• **Given request**
Show each line below that contains the word "blue".

• **Listing**
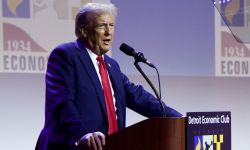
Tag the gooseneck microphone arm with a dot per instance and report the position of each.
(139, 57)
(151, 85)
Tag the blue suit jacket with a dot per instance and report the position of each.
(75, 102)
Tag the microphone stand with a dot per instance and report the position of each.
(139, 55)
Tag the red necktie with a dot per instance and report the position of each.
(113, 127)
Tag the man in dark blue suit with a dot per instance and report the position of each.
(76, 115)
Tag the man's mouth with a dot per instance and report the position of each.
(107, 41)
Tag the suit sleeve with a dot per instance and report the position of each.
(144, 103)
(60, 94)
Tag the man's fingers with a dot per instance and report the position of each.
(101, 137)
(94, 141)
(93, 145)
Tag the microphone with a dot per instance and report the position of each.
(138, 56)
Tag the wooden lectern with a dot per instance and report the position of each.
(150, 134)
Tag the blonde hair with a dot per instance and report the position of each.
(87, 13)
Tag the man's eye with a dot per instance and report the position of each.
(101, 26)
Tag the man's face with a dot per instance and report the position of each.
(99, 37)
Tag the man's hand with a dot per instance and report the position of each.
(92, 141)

==

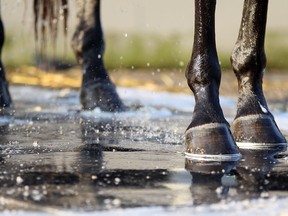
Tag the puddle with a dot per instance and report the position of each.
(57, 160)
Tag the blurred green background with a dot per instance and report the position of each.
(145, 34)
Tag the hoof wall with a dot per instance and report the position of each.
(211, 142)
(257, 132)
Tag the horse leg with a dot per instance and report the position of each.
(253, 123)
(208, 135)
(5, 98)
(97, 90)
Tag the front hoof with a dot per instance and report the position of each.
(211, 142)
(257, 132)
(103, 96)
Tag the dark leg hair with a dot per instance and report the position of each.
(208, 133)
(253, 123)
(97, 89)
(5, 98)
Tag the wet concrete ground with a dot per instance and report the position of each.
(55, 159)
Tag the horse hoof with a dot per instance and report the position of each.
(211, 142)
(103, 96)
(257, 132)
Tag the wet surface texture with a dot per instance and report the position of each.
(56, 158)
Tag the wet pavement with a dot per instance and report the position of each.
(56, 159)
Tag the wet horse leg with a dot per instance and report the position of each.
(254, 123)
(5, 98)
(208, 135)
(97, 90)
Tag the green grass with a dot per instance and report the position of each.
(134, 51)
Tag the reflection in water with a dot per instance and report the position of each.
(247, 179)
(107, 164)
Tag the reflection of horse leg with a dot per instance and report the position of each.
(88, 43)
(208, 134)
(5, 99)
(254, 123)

---

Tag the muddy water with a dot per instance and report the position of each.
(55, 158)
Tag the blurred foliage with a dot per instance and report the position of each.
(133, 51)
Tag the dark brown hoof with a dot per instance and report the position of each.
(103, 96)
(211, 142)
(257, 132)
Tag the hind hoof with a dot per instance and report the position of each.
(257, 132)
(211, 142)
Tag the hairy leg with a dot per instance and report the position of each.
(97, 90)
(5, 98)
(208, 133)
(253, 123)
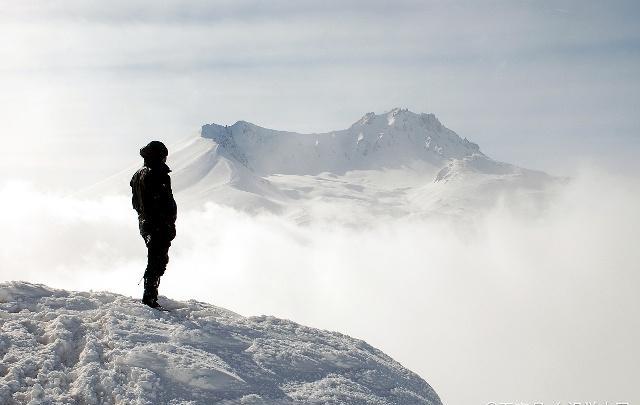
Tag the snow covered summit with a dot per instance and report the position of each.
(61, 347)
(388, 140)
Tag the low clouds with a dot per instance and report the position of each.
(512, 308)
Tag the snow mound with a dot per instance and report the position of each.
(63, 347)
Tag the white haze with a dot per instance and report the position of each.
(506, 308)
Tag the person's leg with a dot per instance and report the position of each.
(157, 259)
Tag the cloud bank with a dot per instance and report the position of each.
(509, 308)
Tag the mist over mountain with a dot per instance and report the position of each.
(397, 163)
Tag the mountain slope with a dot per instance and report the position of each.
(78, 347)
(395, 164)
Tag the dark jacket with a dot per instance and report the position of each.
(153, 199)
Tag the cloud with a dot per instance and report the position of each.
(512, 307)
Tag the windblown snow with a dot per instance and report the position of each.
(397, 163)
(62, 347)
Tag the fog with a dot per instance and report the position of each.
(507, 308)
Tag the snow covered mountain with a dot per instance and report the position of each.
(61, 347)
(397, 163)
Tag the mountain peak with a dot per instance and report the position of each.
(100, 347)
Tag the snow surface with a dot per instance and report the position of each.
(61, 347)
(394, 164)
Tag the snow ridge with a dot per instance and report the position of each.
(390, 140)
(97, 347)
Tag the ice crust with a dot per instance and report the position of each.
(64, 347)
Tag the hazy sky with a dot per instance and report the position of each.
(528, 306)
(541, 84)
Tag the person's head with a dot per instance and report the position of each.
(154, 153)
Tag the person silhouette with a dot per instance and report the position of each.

• **Exercise answer**
Tag the blue suit jacket with a dot per instance and report the position of each.
Tag the man in dark blue suit with a dot per instance and report the position of each.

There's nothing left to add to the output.